## Problem to solve:
Repeat, word for word, the passage of the triangle notation below from "Write $a:=GH$, $b:=HF$, $c:=FG$, and" to "Finally, $\theta:=\angle GFD$.".

## Extract:
Write $a:=GH$, $b:=HF$, $c:=FG$, and $s:=\frac{a+b+c}{2}$. Let $\Omega$ and $\omega$ be the circumcircle and the incircle of $FGH$, respectively. The circle internally tangent to $FG$, $FH$, and $\Omega$ is denoted by $\Gamma$. Suppose that $\Gamma$ intersects $HF$ and $FG$ at $P$ and $Q$, respectively. Denote by $\omega_a$ the excircle opposite to $F$ of $FGH$, which touches $GH$ at $T$. Extend $FT$ to meet $\Omega$ again at $S$. Finally, $\theta:=\angle GFD$.

## Listed records:
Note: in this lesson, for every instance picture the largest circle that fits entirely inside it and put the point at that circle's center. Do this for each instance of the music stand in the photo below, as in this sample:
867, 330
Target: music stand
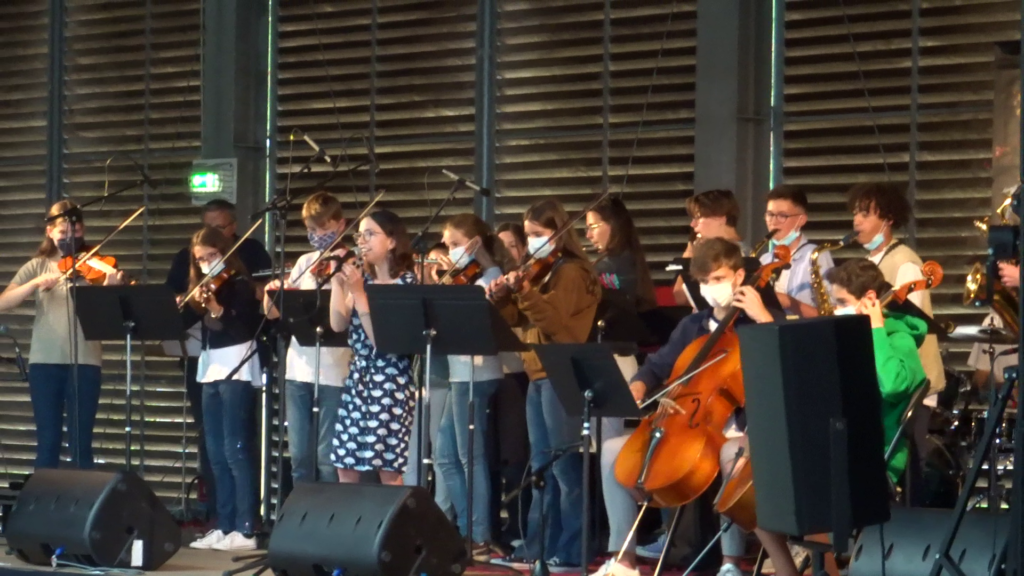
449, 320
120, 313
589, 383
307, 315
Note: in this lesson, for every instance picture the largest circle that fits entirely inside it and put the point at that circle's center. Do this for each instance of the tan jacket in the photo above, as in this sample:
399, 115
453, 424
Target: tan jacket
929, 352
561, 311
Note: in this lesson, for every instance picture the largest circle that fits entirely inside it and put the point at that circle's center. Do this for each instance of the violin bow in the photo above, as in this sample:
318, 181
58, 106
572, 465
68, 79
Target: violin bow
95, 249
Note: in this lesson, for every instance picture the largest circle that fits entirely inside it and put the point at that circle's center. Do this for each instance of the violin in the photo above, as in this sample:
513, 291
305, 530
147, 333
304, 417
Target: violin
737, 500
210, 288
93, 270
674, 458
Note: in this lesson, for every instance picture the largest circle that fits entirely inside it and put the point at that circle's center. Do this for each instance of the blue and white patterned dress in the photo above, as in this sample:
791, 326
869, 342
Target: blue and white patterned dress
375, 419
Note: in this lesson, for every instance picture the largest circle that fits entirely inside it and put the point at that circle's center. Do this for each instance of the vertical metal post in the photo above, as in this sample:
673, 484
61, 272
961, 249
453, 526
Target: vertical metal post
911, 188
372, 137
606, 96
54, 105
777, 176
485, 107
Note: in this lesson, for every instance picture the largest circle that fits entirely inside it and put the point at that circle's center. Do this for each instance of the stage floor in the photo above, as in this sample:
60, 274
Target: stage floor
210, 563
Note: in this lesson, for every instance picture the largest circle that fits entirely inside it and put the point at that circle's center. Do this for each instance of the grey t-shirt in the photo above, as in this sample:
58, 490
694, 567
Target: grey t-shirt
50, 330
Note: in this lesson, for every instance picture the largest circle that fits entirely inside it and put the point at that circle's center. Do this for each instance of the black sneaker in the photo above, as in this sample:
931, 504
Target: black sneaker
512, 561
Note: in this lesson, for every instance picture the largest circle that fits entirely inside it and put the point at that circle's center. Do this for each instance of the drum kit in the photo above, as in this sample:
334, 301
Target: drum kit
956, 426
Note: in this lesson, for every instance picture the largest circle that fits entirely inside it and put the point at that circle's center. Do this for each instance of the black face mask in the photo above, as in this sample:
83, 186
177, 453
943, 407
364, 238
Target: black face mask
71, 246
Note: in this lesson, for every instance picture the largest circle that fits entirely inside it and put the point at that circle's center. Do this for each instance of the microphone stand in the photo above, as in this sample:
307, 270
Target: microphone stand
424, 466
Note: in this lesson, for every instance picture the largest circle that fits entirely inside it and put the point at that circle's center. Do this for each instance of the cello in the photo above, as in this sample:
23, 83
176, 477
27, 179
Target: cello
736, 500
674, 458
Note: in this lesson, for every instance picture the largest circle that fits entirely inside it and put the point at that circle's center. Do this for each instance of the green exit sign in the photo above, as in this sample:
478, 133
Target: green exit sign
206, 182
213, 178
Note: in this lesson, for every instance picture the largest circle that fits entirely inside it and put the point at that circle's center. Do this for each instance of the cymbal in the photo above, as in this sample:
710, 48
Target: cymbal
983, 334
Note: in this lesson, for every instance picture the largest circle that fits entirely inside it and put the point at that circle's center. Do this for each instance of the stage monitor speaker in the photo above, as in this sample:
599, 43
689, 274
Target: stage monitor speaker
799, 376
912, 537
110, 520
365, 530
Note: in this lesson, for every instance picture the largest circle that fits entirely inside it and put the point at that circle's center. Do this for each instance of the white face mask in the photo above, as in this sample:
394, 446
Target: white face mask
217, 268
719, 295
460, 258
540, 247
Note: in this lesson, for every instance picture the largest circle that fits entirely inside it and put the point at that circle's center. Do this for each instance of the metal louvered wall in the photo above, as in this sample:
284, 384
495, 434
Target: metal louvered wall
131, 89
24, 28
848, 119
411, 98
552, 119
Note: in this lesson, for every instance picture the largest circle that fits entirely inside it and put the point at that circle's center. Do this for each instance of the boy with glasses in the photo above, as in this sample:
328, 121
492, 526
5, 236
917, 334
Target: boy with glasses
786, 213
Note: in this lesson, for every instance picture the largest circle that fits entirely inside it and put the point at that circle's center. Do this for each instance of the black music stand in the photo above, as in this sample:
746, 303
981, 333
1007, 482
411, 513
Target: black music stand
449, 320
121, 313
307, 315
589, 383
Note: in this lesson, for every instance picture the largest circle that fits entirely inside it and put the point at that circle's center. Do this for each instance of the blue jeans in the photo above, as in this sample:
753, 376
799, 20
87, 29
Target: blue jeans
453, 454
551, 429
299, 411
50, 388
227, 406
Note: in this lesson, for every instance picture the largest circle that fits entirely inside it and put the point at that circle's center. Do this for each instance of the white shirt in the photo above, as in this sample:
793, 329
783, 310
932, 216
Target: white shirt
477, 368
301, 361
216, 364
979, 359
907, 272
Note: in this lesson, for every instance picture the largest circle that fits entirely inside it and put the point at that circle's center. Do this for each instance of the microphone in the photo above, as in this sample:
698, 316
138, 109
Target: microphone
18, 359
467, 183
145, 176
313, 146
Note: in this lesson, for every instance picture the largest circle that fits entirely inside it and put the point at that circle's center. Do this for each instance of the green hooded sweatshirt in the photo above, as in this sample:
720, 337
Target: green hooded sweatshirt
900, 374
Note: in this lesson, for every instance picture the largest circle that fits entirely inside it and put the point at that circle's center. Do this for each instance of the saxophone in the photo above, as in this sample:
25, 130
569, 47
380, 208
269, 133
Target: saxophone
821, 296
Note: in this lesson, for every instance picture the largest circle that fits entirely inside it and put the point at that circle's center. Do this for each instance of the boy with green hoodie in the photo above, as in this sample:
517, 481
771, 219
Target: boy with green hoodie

## Expected output:
Write $a:=GH$, $b:=HF$, $c:=FG$, and $s:=\frac{a+b+c}{2}$. Let $\Omega$ and $\omega$ be the circumcircle and the incircle of $FGH$, respectively. The circle internally tangent to $FG$, $FH$, and $\Omega$ is denoted by $\Gamma$. Suppose that $\Gamma$ intersects $HF$ and $FG$ at $P$ and $Q$, respectively. Denote by $\omega_a$ the excircle opposite to $F$ of $FGH$, which touches $GH$ at $T$. Extend $FT$ to meet $\Omega$ again at $S$. Finally, $\theta:=\angle GFD$.